◆ **PAGE EXCERPT**:
──────────
[RFC PATCH v2 06/17] drm/doc/rfc: Describe why prescriptive color pipeline is needed

Tue Nov 7 16:52:06 UTC 2023

On 2023-10-26 04:57, Pekka Paalanen wrote:
> On Wed, 25 Oct 2023 15:16:08 -0500 (CDT)
> Alex Goins <agoins at nvidia.com> wrote:
> 
>> Thank you Harry and all other contributors for your work on this. Responses
>> inline -
>>
>> On Mon, 23 Oct 2023, Pekka Paalanen wrote:
>>
>>> On Fri, 20 Oct 2023 11:23:28 -0400
>>> Harry Wentland <harry.wentland at amd.com> wrote:
>>>   
>>>> On 2023-10-20 10:57, Pekka Paalanen wrote:  
>>>>> On Fri, 20 Oct 2023 16:22:56 +0200
>>>>> Sebastian Wick <sebastian.wick at redhat.com> wrote:
>>>>>     
>>>>>> Thanks for continuing to work on this!
>>>>>>
>>>>>> On Thu, Oct 19, 2023 at 05:21:22PM -0400, Harry Wentland wrote:    
>>>>>>> v2:
>>>>>>>  - Update colorop visualizations to match reality (Sebastian, Alex Hung)
>>>>>>>  - Updated wording (Pekka)
>>>>>>>  - Change BYPASS wording to make it non-mandatory (Sebastian)
>>>>>>>  - Drop cover-letter-like paragraph from COLOR_PIPELINE Plane Property
>>>>>>>    section (Pekka)
>>>>>>>  - Use PQ EOTF instead of its inverse in Pipeline Programming example (Melissa)
──────────
Records from a point annotation dataset
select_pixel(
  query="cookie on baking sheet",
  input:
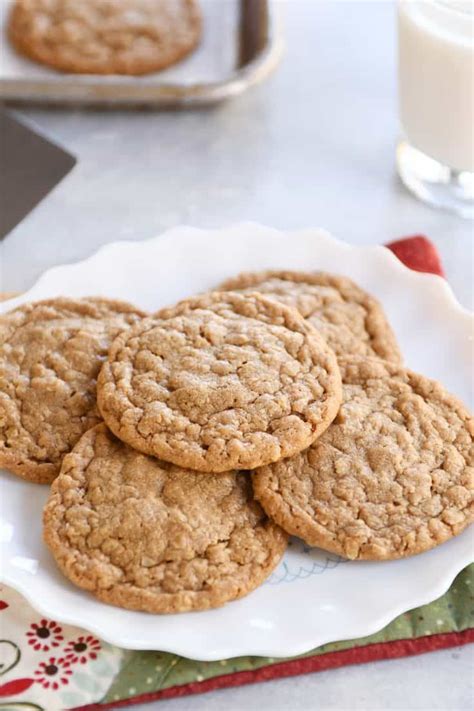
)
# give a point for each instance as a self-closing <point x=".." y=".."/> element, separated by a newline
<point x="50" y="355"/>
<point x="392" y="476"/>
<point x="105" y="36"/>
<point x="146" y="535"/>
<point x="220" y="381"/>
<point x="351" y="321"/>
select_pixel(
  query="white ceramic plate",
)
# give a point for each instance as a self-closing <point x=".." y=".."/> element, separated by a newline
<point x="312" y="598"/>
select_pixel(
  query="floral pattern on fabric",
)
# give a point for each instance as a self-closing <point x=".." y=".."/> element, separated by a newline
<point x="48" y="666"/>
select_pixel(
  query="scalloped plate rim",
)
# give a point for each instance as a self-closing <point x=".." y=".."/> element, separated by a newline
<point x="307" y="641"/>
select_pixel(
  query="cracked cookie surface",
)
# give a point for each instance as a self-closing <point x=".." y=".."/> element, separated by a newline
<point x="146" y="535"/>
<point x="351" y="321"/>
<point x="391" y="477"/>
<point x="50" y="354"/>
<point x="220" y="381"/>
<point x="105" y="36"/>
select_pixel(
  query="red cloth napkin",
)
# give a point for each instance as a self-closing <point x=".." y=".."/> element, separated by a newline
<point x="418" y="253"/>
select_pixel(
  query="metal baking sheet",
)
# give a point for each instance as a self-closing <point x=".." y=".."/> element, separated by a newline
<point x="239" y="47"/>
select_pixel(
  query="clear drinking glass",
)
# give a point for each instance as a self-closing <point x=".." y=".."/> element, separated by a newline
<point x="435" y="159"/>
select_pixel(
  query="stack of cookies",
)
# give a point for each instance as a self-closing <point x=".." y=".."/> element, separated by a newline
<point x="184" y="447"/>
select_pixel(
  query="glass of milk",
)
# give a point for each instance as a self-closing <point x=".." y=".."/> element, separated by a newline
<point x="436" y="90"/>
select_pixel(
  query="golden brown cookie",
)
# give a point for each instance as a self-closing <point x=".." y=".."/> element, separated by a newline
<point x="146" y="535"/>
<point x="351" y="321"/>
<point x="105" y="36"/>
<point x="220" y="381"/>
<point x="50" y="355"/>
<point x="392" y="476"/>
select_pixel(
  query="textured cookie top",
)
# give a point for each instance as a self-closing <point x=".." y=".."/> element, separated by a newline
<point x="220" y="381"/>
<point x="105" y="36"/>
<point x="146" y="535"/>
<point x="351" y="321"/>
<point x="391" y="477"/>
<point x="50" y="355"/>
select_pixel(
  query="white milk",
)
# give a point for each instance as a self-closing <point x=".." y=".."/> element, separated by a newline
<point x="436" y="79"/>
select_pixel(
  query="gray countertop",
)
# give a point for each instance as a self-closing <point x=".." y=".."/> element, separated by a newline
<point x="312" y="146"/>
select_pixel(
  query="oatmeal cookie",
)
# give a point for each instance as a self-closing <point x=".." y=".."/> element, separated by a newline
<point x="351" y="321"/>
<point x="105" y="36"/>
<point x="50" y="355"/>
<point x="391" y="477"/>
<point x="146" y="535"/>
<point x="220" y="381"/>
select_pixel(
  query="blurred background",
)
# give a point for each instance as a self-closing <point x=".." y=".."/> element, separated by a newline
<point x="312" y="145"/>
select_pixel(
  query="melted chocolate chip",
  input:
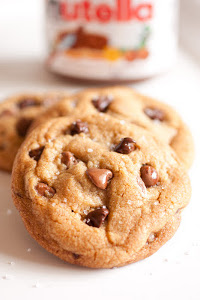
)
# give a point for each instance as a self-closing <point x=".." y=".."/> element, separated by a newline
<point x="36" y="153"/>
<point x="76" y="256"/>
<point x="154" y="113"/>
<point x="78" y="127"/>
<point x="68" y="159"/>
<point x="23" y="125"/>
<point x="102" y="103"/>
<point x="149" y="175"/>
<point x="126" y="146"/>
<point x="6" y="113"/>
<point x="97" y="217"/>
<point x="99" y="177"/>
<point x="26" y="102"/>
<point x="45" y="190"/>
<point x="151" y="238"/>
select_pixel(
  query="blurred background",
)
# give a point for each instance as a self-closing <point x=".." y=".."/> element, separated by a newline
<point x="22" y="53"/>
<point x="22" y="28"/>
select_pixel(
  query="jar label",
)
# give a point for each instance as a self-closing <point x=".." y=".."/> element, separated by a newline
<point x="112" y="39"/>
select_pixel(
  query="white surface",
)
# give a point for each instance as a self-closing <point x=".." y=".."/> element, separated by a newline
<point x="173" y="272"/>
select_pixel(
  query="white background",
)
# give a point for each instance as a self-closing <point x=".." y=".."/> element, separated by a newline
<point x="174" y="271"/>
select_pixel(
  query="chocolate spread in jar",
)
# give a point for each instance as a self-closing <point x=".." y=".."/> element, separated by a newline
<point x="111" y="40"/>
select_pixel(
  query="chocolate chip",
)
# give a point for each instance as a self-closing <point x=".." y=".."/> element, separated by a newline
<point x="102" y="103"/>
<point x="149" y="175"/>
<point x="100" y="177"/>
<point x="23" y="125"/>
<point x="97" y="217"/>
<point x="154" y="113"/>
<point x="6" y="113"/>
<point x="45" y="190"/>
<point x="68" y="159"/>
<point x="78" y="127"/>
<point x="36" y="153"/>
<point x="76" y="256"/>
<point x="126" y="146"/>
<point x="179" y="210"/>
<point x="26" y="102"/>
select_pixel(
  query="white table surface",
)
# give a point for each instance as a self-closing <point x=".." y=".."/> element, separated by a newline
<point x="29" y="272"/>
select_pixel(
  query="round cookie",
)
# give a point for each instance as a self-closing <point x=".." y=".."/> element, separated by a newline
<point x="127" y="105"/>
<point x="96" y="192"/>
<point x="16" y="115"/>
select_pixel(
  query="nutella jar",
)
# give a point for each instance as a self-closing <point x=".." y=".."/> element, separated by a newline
──────────
◆ **PROBLEM REQUIREMENTS**: Please decide whether each statement agrees with the patch thread, answering yes or no and quoting the deciding words from the thread. (a) The v2 changes make the BYPASS wording non-mandatory. (b) The Pipeline Programming example now uses the inverse of the PQ EOTF. (c) Sebastian Wick's message is dated Fri, 20 Oct 2023.

◆ **REPLY TO THE EXERCISE**:
(a) Yes: "Change BYPASS wording to make it non-mandatory (Sebastian)"
(b) No: "Use PQ EOTF instead of its inverse in Pipeline Programming example (Melissa)"
(c) Yes: "On Fri, 20 Oct 2023 16:22:56 +0200"